··· Extrait fourni
Pour commencer, nous aurions préféré ne pas rouvrir le dossier des retraites avant de faire le bilan des deux derniers changements majeurs, la réforme Balladur de 1993 et la réforme Fillon de 2003. D'après nous, elles ont entraîné une baisse du niveau des pensions de près de 20 %. Deux mesures ont particulièrement pesé : la prise en compte des vingt-cinq meilleures années au lieu de dix et l'indexation sur les prix plutôt que sur les salaires. Par ailleurs, la CGT avait mesuré, dès 1993, que les réformes proposées ne réglaient pas la question du financement à moyen et long terme : le nombre de retraités et l'espérance de vie allant croissant, il faut trouver de nouvelles ressources si l'on ne veut pas baisser les droits ou le niveau des pensions. Enfin, seul un point d'étape était envisagé pour 2010 : le véritable rendez-vous était prévu initialement pour 2012. Nous regrettons qu'il ait été avancé. Nous mesurons certes l'importance des échéances politiques de 2012, mais cela n'aurait pas dû mener à réduire le temps du débat public sur un tel sujet.
······
Énoncé de l'exercice: Indiquez si chacune des affirmations (a), (b) et (c) concorde avec l'extrait sur les retraites, en répondant par oui ou par non et en citant textuellement les mots décisifs. (a) Les réformes de 1993 et de 2003 ont réduit le niveau des pensions de près de 20 %. (b) Le calcul retient désormais les dix meilleures années au lieu de vingt-cinq. (c) Le véritable rendez-vous était initialement fixé à 2010. Les lignes proviennent d'une source distincte de cet extrait.
··· Lignes de données
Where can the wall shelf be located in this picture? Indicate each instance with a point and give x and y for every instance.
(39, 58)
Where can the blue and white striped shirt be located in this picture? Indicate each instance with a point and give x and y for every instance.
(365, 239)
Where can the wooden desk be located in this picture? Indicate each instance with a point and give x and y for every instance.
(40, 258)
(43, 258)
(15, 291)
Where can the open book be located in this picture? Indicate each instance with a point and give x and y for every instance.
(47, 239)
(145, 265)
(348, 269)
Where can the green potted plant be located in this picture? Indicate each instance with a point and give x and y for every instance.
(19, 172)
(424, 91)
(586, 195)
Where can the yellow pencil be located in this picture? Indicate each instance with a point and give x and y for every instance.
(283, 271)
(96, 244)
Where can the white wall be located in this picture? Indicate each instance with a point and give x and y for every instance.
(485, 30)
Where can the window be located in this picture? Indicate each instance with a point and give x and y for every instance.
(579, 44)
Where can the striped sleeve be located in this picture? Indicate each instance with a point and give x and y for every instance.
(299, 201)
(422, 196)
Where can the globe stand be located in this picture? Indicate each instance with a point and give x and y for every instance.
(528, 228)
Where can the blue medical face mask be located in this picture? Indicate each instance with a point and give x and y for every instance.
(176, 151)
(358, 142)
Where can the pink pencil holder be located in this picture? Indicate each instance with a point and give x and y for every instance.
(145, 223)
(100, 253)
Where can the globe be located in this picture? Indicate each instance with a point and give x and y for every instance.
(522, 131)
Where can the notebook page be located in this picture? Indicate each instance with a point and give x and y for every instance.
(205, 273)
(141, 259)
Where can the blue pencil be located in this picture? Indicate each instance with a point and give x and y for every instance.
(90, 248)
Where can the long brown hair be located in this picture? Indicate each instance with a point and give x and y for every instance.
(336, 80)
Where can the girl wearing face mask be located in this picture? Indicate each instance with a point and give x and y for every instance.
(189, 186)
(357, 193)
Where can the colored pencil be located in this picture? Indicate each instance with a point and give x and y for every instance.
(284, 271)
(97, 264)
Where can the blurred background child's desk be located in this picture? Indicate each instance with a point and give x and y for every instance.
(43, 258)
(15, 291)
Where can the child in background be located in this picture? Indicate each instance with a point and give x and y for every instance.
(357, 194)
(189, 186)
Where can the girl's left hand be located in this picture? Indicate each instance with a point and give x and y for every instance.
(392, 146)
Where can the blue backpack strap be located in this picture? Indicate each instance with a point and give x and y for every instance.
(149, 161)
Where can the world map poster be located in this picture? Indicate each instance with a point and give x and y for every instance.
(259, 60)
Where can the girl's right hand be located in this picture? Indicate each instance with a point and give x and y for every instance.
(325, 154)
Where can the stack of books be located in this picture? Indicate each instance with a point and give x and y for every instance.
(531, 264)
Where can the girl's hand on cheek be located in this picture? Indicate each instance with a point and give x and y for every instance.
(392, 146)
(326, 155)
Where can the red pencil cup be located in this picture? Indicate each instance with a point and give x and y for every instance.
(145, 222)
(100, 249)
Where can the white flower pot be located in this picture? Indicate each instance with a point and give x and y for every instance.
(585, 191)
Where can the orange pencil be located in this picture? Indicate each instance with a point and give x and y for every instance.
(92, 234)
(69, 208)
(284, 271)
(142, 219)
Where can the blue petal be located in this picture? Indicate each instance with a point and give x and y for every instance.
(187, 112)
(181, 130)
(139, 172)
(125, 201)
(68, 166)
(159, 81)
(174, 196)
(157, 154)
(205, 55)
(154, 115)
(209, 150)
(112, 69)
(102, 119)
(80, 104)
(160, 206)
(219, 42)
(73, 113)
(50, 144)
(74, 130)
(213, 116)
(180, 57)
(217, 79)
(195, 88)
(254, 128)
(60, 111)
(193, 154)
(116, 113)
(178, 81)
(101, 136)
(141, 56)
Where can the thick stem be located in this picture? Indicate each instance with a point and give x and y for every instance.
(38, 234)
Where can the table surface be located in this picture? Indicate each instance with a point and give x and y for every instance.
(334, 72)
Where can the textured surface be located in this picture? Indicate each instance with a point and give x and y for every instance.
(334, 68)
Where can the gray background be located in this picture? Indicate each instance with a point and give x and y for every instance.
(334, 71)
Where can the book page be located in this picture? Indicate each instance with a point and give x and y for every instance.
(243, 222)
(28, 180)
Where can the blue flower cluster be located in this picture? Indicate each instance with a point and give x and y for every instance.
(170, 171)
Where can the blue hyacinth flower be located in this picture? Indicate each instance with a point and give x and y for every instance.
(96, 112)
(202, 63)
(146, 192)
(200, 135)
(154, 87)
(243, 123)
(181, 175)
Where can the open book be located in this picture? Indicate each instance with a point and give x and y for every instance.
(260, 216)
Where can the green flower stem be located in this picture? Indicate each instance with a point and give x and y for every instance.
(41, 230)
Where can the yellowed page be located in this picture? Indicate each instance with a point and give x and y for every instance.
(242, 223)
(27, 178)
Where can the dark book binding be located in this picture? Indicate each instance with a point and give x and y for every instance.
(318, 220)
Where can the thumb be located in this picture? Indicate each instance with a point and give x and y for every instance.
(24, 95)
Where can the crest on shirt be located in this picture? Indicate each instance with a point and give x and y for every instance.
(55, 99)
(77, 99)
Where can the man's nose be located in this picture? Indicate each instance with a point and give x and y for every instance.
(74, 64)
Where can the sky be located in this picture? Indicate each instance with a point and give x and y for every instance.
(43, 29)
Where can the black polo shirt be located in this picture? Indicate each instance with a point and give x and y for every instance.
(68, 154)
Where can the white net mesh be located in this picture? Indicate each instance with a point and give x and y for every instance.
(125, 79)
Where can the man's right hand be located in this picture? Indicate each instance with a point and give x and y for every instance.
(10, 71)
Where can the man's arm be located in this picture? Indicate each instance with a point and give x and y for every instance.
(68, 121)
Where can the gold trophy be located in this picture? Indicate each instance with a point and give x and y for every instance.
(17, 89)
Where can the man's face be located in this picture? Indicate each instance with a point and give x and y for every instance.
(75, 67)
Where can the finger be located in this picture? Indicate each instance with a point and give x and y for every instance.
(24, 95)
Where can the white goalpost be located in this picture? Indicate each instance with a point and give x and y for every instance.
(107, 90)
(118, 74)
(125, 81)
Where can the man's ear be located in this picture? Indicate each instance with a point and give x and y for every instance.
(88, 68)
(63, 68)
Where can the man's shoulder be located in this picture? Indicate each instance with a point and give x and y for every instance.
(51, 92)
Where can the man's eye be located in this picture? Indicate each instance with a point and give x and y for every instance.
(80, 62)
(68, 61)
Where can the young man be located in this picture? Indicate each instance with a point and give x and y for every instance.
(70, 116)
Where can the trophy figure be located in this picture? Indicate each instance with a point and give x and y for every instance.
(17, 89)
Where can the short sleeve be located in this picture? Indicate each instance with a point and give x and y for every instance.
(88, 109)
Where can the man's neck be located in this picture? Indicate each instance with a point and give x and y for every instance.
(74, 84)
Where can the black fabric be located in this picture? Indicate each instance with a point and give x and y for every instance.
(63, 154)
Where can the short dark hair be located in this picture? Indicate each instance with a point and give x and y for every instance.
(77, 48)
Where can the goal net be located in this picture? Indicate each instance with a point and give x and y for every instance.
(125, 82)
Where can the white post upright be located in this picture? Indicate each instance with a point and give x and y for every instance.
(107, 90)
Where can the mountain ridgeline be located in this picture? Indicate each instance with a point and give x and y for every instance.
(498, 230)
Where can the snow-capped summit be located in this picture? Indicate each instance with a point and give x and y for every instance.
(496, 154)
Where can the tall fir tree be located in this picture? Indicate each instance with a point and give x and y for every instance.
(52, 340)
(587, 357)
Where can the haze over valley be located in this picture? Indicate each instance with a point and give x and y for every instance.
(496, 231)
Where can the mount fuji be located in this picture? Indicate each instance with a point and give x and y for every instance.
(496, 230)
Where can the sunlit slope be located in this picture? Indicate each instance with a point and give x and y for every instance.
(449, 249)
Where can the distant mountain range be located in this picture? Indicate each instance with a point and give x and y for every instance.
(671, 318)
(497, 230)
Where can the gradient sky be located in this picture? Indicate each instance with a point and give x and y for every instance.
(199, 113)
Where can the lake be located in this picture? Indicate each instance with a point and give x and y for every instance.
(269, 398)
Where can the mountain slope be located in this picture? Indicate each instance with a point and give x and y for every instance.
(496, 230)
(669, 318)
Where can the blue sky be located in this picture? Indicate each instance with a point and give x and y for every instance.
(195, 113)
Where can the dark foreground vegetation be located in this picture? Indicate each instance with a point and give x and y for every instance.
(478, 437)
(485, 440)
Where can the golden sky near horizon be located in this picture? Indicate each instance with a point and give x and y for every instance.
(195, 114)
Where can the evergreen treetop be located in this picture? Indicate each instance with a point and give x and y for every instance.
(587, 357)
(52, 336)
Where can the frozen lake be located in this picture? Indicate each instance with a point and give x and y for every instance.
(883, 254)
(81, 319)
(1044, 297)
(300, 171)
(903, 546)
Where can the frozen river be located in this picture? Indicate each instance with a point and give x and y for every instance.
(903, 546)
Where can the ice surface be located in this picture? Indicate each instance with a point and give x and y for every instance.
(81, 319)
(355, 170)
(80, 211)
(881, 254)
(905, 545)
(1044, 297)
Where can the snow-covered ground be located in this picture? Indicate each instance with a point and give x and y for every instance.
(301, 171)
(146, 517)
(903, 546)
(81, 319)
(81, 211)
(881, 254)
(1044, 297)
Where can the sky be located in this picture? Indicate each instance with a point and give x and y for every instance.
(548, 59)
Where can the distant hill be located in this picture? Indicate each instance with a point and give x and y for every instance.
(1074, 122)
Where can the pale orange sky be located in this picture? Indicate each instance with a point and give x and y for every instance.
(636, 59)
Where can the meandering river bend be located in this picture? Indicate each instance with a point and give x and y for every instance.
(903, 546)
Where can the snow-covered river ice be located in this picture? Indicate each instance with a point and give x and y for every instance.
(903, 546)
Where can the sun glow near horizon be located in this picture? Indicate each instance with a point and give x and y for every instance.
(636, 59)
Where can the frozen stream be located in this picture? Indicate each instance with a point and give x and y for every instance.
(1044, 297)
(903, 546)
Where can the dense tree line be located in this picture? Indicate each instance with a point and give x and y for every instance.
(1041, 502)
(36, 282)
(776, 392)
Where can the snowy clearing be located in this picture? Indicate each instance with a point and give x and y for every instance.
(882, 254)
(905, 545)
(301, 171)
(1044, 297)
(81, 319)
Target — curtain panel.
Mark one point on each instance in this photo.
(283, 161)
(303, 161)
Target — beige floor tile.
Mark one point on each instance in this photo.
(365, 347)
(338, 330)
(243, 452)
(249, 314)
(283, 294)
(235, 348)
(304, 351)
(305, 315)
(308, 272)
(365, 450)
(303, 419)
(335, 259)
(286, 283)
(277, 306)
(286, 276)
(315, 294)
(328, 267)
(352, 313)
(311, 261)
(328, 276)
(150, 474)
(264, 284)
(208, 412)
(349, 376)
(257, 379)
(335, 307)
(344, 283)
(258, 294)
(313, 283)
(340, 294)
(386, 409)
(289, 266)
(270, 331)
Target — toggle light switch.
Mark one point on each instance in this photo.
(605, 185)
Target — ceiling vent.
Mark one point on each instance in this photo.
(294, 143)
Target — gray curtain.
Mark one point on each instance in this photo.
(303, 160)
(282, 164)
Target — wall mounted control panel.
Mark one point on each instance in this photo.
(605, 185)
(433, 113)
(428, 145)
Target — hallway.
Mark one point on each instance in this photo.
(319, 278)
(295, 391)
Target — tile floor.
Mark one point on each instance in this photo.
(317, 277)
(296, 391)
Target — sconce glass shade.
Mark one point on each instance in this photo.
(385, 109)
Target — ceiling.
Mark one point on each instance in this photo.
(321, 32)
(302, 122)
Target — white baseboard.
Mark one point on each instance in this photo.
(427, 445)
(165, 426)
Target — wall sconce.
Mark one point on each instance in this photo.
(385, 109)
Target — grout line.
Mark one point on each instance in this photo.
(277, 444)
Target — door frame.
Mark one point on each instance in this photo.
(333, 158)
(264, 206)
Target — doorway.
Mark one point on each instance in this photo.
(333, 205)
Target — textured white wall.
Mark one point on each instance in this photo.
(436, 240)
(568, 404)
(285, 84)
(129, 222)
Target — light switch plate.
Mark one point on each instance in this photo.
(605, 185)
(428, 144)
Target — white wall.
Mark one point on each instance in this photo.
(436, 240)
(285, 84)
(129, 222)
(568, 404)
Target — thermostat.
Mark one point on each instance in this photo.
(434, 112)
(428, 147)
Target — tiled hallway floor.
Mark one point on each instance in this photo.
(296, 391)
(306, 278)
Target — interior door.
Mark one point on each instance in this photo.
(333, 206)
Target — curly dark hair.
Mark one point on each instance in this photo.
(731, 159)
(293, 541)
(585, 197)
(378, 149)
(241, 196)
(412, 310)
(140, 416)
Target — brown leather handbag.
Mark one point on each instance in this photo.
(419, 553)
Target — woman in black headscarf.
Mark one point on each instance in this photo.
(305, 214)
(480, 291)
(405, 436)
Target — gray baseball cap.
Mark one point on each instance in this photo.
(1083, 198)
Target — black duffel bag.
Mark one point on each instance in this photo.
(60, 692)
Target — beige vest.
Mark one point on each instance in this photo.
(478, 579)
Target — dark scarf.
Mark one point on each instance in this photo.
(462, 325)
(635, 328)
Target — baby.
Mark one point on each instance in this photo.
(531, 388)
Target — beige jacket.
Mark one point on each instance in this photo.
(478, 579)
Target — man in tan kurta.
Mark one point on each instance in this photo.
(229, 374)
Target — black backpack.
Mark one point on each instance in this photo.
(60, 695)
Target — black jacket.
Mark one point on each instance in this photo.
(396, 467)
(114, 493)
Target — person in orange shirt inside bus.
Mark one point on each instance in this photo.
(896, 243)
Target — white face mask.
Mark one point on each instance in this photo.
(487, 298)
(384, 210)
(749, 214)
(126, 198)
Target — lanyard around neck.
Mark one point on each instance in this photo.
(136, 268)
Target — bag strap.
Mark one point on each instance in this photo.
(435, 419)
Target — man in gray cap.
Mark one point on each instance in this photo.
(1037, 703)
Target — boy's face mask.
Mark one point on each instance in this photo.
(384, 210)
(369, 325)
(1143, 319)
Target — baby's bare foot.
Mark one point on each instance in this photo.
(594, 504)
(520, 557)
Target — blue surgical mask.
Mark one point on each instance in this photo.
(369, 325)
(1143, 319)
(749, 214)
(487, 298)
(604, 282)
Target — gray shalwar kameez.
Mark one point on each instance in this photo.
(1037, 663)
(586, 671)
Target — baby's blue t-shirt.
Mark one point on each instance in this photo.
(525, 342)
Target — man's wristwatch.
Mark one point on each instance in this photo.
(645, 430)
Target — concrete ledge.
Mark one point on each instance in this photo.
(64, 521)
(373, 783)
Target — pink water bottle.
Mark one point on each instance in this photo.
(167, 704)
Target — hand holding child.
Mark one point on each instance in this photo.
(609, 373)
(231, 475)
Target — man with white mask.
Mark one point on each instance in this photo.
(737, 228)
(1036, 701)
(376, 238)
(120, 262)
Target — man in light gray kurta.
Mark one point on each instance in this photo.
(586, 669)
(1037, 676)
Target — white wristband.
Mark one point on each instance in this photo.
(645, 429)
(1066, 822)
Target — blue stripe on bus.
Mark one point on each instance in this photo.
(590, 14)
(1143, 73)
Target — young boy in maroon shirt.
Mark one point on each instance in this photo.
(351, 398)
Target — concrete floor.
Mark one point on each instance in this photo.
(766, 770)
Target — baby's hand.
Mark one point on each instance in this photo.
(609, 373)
······
Cadre de réponse:
(a) Oui : « elles ont entraîné une baisse du niveau des pensions de près de 20 % ».
(b) Non : « la prise en compte des vingt-cinq meilleures années au lieu de dix ».
(c) Non : « seul un point d'étape était envisagé pour 2010 : le véritable rendez-vous était prévu initialement pour 2012 ».